▶ [Request 1]:
From the passage on the Saudi crown prince, list every leader named on the short list of sanctioned heads of state.
▶ [Request 2]:
Return the part of the passage on the Saudi crown prince that runs from "Sanctioning Mohammed would" up to and including "if not impossible.".
▶ [Request 3]:
Answer these from the passage on the Saudi crown prince:
(a) How old is Mohammed?
(b) How many Saudi individuals had already been listed under the Khashoggi ban?
(c) On what day did Biden's call with Salman take place?

▶ [Document]:

Senior administration officials sharply rejected suggestions that its decision not to sanction the crown prince was a continuation of President Donald Trump’s cozy relationship with the Saudi rulers, and Mohammedin particular.
The United States, “as a matter of practice has not generally applied sanctions on the highest leadership” of countries with which it has diplomatic relations, said a senior administration official, who briefed reporters on the condition of anonymity under rules set by the White House.
“Having looked at this extremely closely, over the last five weeks or so, really, the unanimous conclusion is that there’s just another more effective means to dealing with these issues going forward,” the official said.
Barring unforeseen palace upheaval, Mohammed, 35, the grandson of the kingdom’s founder and heir to the throne currently occupied by his 85-year-old father, King Salman, will soon be the absolute ruler of a major U.S. regional security partner, officials noted. The crown prince already serves as de facto leader of the kingdom in place of his ailing father.
At the same time Biden has expressed displeasure with the repressive Saudi monarchy, he has called the kingdom an important regional partner, saying the United States will continue counterterrorism cooperation and defensive assistance against regional threats, including Iran.
But the White House delayed Biden’s initial call with Salman until a month after the inauguration and made clear it did not want his son on the line. Neither side mentioned whether the Khashoggi issue was discussed on the call, which took place Thursday.
Sanctioning Mohammed would place him on a short list that includes North Korea’s Kim Jong Un; Belarusian President Alexander Lukashenko; Nicolas Maduro of Venezuela; Syria’s Bashar Assad; and the late Robert Mugabe of Zimbabwe. It would be viewed in the kingdom as an enormous insult and make an ongoing relationship extremely difficult, if not impossible.
For the present, the administration has said it does not intend to deal with the crown prince in any capacity other than as Saudi defense minister, a position he also holds. He will not be extended an invitation to visit the United States any time soon.
In new measures announced Friday, the State Department imposed what it called “the Khashoggi ban,” visa restrictions against anyone found to be “acting on behalf of a foreign government” and involved in “serious, extraterritorial counter-dissident activities.” It said that 76 Saudi “individuals believed to have been engaged in threatening dissidents overseas, including but not limited to the Khashoggi killing,” had already been listed.

▶ [Supplied records]:
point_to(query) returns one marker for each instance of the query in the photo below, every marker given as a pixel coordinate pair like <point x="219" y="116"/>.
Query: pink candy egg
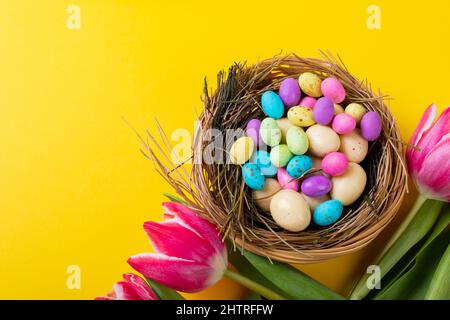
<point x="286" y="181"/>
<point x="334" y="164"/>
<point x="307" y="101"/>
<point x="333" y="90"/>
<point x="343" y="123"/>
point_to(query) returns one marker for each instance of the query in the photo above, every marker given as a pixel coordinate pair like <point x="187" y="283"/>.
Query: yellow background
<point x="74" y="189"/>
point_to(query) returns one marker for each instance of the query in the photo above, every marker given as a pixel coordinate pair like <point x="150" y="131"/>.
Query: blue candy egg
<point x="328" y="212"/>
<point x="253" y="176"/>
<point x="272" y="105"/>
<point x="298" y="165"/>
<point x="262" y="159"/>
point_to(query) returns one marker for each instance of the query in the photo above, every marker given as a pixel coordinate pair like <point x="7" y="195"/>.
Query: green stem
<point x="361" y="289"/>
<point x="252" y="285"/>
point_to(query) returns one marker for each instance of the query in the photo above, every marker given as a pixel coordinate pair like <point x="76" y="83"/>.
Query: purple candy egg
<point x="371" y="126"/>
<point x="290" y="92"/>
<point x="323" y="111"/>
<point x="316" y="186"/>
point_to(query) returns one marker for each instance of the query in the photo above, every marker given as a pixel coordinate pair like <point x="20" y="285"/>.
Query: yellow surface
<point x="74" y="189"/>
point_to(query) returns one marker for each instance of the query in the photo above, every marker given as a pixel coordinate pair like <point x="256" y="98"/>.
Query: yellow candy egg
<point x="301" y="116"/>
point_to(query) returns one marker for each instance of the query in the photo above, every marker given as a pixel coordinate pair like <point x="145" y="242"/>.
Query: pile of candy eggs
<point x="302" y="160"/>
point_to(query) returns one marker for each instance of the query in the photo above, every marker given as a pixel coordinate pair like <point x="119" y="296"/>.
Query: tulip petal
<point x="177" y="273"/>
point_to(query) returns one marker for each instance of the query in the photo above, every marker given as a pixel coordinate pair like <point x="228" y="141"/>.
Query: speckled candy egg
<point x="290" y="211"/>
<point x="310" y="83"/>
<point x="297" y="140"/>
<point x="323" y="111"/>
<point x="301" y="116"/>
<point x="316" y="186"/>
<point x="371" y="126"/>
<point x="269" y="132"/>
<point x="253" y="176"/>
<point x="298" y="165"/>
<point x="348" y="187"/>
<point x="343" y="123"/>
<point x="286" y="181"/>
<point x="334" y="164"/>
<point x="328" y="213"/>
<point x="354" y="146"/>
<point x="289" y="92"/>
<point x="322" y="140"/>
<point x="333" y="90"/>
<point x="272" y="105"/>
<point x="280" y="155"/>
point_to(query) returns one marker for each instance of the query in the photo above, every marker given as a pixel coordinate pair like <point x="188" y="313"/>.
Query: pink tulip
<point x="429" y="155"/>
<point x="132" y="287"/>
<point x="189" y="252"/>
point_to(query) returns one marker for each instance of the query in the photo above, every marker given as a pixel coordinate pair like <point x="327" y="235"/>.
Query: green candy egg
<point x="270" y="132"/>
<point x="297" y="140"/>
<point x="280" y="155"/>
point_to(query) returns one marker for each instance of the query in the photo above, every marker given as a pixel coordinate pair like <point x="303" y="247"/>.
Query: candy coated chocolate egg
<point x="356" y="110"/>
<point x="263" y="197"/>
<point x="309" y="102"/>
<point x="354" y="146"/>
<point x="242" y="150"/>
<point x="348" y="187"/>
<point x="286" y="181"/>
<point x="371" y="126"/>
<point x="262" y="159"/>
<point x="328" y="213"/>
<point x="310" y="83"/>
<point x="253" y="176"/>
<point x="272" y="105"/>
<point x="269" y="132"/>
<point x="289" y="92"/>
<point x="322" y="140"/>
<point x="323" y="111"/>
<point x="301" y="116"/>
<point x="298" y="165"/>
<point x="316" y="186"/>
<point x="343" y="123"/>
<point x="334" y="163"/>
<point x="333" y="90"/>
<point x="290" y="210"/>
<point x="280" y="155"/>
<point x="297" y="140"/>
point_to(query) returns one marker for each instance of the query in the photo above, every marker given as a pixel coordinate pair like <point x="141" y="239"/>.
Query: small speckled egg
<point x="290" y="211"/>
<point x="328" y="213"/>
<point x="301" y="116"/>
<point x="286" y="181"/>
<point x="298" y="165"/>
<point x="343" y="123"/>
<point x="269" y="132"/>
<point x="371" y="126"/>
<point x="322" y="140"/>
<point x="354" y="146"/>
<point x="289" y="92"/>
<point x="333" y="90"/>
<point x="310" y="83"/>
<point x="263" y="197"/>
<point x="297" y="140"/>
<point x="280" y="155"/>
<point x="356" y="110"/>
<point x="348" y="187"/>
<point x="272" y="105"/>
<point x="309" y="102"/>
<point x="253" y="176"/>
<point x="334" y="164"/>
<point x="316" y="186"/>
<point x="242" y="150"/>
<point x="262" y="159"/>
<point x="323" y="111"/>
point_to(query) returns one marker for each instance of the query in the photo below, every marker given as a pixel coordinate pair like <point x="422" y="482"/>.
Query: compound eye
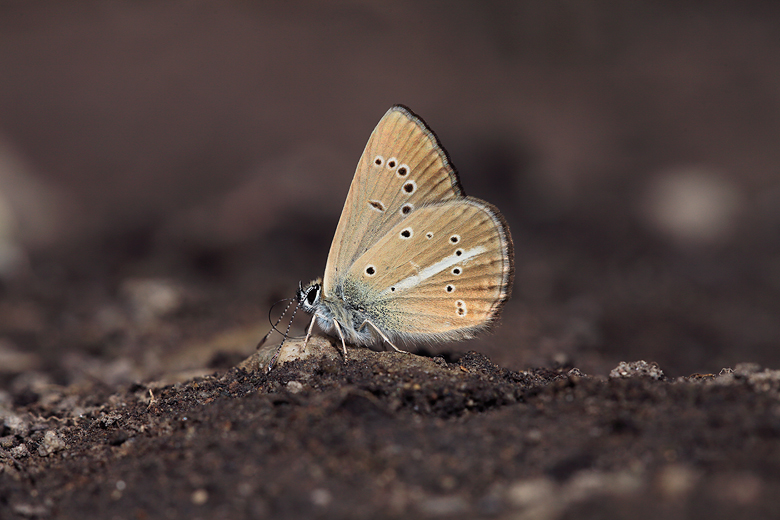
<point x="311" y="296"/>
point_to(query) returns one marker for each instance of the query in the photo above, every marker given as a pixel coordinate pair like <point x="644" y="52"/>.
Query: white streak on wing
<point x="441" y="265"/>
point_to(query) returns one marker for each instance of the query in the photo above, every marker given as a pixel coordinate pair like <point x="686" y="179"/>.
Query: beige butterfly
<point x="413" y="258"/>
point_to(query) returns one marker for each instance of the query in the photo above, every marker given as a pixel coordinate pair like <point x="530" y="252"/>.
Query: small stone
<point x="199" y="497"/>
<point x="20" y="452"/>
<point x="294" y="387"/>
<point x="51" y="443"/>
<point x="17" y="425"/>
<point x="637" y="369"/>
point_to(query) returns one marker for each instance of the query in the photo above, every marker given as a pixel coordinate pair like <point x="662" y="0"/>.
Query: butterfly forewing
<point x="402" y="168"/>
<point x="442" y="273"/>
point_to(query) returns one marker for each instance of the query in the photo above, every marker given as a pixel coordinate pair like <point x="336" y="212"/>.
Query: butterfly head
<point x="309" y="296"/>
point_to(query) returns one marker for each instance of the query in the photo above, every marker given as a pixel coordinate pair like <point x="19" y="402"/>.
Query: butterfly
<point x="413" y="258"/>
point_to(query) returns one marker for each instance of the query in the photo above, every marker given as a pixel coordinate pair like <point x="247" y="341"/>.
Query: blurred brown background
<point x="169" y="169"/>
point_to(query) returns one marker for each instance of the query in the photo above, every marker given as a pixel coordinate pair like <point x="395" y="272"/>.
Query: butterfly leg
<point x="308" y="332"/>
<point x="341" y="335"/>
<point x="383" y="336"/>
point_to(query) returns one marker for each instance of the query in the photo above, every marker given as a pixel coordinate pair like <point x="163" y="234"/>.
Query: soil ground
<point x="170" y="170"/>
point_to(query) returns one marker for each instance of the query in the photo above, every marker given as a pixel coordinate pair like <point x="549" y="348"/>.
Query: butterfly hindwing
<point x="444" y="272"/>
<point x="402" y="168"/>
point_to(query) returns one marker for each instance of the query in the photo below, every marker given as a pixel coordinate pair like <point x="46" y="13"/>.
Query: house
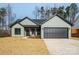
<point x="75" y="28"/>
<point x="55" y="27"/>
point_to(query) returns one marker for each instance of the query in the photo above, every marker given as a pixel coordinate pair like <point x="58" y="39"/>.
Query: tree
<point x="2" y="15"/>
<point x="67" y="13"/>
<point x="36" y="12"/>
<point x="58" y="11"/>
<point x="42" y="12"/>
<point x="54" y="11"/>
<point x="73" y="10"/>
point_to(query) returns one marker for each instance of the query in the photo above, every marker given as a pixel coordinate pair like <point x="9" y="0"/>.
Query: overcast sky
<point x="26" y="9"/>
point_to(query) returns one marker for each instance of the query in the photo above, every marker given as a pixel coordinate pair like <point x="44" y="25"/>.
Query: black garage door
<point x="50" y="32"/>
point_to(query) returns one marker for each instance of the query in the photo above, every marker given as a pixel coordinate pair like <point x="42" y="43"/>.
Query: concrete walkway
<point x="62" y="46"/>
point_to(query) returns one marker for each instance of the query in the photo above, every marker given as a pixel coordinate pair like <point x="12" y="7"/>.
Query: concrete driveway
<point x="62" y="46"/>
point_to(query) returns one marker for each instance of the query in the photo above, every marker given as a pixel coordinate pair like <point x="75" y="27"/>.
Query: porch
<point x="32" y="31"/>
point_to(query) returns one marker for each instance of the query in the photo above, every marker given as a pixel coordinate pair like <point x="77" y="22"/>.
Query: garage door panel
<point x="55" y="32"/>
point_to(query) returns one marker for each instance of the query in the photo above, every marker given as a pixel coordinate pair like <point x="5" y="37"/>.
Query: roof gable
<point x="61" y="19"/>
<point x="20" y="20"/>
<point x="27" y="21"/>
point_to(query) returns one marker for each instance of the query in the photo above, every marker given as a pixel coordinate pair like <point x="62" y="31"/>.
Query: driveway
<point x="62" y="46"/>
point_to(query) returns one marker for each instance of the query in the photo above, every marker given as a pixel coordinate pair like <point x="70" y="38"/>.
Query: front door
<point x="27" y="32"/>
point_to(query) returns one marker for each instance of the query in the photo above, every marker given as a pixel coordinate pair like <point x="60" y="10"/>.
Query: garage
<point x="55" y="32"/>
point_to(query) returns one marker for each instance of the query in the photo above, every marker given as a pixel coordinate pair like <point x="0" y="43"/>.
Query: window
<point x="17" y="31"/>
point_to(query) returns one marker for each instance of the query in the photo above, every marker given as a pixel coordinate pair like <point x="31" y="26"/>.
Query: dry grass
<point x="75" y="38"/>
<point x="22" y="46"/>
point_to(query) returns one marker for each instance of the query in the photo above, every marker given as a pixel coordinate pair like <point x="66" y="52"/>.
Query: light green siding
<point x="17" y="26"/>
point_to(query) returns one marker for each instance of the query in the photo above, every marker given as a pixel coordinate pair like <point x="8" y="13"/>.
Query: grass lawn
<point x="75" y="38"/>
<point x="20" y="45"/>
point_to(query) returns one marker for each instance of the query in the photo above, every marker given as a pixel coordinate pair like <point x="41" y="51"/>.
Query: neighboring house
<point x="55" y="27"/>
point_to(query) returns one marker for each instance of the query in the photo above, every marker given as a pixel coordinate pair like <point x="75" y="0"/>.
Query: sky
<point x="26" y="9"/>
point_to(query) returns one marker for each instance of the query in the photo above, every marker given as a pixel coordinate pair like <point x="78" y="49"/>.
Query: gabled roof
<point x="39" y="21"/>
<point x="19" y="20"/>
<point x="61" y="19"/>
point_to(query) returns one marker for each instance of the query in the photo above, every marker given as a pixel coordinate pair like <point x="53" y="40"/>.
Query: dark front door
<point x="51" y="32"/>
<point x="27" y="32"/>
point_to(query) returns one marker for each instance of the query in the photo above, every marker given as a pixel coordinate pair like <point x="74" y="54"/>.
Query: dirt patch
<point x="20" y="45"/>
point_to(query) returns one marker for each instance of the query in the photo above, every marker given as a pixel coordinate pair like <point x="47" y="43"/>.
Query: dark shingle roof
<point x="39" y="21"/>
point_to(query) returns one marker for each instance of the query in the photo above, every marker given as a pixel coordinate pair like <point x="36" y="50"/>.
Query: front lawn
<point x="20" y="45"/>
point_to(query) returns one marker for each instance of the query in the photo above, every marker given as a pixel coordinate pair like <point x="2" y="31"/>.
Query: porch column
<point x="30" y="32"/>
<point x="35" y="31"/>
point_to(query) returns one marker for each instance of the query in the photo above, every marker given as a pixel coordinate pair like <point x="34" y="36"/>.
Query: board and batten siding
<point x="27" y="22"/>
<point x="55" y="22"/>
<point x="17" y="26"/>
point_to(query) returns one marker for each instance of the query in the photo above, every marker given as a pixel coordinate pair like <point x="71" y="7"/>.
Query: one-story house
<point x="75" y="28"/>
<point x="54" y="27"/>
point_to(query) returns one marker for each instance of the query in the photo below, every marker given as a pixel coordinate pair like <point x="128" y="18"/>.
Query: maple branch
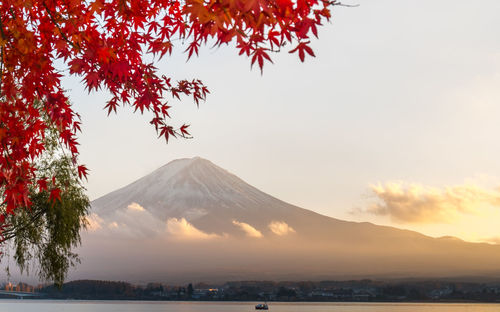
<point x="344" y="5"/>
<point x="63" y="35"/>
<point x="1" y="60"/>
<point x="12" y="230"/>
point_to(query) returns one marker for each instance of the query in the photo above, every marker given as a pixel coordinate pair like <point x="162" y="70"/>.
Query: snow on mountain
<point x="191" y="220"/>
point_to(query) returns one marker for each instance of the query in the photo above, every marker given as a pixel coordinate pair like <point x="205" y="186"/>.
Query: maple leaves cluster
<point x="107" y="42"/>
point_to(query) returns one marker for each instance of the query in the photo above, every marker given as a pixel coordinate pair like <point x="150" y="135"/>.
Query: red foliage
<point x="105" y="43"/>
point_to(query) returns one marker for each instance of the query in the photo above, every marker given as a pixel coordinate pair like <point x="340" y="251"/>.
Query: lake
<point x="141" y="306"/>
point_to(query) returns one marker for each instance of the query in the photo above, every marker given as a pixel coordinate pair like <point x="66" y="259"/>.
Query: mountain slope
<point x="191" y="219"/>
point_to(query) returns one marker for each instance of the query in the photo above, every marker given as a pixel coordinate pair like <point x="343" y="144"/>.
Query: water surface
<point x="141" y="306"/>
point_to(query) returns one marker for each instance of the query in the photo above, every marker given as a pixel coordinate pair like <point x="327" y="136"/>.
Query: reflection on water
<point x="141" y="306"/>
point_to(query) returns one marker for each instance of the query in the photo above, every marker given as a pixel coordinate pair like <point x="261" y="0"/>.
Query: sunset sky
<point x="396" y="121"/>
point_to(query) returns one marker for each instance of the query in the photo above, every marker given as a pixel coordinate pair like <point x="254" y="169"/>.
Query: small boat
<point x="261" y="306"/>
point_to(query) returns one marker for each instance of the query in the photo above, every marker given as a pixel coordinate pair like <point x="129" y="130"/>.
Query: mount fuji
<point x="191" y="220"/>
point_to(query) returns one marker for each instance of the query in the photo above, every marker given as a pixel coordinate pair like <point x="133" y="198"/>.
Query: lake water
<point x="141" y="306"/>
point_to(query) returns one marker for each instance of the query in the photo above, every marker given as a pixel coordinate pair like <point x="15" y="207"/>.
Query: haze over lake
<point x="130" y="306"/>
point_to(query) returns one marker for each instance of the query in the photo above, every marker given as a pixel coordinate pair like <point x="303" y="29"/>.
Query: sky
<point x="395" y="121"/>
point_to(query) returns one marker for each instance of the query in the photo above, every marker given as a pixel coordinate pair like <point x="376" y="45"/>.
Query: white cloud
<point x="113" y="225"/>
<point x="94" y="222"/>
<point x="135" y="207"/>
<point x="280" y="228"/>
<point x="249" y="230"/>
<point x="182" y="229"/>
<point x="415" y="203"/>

▶ [Problem solution 1]:
- Kim Jong Un (North Korea)
- Alexander Lukashenko (Belarus)
- Nicolas Maduro (Venezuela)
- Bashar Assad (Syria)
- Robert Mugabe (Zimbabwe)

▶ [Problem solution 2]:
Sanctioning Mohammed would place him on a short list that includes North Korea’s Kim Jong Un; Belarusian President Alexander Lukashenko; Nicolas Maduro of Venezuela; Syria’s Bashar Assad; and the late Robert Mugabe of Zimbabwe. It would be viewed in the kingdom as an enormous insult and make an ongoing relationship extremely difficult, if not impossible.

▶ [Problem solution 3]:
(a) 35
(b) 76
(c) Thursday